◆ OBJECTIVE:
How many lines in the records below contain the string "ginger"? Count only exact-case matches, and reply with the number alone.

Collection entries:

☆ ☆ ☆

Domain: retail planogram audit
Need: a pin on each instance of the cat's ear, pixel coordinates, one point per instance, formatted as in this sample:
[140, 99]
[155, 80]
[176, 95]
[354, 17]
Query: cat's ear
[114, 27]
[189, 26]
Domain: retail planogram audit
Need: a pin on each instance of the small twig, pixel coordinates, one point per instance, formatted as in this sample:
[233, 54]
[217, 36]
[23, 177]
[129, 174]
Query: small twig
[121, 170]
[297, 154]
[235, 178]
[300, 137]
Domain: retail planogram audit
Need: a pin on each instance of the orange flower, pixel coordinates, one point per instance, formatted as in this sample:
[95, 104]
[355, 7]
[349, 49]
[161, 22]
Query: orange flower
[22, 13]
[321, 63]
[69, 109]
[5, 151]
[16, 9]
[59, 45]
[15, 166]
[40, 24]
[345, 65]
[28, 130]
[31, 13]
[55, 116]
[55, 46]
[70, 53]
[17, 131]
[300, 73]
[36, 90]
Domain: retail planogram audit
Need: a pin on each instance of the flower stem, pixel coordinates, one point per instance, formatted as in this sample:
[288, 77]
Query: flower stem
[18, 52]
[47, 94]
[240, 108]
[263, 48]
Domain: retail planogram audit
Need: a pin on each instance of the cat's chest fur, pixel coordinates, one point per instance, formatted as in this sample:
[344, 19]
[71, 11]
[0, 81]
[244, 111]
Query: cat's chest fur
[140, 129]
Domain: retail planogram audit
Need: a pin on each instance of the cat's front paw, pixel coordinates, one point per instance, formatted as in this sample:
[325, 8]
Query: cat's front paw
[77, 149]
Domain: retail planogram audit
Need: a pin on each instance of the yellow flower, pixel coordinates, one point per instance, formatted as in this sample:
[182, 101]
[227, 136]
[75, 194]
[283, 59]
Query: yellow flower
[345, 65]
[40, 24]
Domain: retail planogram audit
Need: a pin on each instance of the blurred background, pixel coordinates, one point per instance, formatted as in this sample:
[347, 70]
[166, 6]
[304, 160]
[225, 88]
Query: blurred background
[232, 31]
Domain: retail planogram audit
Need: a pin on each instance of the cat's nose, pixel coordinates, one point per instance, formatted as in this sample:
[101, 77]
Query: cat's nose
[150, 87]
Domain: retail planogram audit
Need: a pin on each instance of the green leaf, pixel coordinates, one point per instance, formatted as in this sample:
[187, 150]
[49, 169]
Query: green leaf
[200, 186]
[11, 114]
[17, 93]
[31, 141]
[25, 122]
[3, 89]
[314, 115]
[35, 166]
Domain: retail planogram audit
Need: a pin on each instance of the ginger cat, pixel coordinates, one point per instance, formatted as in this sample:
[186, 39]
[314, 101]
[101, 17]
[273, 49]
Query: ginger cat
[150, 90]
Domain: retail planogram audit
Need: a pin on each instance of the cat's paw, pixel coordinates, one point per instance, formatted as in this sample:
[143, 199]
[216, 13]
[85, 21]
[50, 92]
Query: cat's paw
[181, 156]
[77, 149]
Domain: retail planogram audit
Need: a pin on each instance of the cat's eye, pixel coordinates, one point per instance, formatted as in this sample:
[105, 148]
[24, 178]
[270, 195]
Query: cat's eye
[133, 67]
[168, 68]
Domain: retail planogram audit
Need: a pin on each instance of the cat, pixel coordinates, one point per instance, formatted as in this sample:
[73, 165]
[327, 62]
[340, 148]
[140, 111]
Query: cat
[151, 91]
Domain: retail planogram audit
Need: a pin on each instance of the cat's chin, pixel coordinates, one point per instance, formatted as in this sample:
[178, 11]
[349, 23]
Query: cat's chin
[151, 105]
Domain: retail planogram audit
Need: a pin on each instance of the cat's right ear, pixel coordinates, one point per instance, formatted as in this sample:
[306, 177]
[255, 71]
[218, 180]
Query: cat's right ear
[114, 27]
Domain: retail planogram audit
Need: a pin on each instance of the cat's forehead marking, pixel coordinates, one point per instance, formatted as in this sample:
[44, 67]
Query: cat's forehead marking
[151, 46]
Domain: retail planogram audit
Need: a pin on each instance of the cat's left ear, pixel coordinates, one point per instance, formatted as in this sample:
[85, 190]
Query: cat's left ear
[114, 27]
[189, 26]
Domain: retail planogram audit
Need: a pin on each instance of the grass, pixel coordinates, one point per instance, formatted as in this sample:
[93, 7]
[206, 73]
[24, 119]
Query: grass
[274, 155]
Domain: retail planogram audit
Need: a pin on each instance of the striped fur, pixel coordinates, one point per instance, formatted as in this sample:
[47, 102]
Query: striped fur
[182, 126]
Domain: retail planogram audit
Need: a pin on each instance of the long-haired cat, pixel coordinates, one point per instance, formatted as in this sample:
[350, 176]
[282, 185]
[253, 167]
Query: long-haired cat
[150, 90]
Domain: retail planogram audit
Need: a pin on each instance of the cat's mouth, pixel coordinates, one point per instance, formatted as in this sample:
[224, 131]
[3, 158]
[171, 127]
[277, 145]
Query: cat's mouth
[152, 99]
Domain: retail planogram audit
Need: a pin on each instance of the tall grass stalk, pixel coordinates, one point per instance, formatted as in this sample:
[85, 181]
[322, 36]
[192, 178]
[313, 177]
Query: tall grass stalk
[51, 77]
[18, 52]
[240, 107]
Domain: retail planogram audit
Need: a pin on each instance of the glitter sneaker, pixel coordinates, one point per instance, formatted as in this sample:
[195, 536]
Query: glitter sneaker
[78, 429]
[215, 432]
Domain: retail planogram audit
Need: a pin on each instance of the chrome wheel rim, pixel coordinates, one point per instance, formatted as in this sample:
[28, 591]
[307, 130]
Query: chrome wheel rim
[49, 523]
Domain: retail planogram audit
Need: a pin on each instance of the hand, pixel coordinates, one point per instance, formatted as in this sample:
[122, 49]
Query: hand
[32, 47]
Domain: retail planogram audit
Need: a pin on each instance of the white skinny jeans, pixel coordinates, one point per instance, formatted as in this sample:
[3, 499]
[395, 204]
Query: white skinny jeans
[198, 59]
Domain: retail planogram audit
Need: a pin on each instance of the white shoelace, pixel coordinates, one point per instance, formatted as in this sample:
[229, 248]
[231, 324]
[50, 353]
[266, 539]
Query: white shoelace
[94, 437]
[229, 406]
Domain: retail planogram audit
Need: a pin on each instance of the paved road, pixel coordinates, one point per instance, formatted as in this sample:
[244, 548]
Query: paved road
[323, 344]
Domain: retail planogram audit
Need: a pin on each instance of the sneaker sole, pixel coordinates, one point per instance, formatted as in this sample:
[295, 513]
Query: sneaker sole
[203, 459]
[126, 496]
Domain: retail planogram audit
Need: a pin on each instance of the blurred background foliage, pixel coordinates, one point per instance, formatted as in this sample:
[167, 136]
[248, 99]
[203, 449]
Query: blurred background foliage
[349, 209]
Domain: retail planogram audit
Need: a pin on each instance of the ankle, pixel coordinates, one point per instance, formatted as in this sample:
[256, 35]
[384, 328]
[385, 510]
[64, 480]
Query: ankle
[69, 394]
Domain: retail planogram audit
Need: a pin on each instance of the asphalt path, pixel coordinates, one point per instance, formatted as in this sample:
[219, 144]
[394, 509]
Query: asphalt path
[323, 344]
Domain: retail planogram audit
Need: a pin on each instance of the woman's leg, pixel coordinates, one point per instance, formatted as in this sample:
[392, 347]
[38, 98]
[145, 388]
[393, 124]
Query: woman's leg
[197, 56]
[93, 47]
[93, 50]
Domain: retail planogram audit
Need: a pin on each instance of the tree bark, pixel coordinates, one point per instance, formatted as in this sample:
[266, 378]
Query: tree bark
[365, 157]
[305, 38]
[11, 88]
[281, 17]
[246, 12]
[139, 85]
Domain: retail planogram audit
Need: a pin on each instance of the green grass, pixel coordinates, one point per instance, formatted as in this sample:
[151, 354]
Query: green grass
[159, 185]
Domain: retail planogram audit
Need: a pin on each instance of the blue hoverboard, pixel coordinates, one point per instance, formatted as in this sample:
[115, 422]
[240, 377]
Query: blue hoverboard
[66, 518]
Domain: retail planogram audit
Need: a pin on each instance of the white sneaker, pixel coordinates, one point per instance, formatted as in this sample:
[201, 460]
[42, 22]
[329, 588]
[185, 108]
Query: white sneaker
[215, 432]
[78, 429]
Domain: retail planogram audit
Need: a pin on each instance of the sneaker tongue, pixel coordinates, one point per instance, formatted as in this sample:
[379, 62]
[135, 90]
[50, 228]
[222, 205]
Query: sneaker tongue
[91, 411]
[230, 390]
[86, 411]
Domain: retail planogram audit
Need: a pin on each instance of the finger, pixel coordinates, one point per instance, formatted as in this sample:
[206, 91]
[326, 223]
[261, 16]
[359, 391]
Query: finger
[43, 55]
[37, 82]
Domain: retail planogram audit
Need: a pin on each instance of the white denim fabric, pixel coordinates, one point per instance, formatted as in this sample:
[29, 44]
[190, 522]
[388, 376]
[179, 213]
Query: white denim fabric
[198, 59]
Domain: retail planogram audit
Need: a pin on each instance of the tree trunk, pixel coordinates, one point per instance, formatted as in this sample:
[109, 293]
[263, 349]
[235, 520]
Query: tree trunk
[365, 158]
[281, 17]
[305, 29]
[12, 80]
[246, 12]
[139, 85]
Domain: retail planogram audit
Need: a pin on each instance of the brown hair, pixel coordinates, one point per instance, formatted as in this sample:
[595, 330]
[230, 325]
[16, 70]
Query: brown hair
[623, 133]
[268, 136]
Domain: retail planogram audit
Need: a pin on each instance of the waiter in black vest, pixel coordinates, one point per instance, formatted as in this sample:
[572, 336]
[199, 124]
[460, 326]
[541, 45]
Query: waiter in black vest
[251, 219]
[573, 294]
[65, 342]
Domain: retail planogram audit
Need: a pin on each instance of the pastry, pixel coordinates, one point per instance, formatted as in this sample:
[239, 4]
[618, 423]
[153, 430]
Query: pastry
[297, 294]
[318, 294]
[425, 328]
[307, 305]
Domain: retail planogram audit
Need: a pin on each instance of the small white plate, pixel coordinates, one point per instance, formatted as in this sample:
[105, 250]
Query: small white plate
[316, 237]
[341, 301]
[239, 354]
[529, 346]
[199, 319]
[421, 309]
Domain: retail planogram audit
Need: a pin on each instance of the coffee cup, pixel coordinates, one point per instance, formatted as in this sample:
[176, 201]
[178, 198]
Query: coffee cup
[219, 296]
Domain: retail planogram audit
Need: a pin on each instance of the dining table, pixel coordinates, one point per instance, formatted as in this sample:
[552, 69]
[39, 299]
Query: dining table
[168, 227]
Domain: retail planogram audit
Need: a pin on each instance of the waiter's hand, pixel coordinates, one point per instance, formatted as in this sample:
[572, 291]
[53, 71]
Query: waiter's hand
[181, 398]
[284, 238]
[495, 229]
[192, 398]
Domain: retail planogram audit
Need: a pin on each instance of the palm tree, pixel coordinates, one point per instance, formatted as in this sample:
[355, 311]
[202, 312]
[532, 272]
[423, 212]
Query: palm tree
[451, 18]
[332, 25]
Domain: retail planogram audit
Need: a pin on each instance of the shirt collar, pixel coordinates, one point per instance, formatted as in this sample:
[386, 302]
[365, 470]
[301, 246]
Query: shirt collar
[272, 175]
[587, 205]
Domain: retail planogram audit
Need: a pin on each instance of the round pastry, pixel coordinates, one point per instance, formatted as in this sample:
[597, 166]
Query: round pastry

☆ ☆ ☆

◆ REPLY TO THE EXERCISE:
2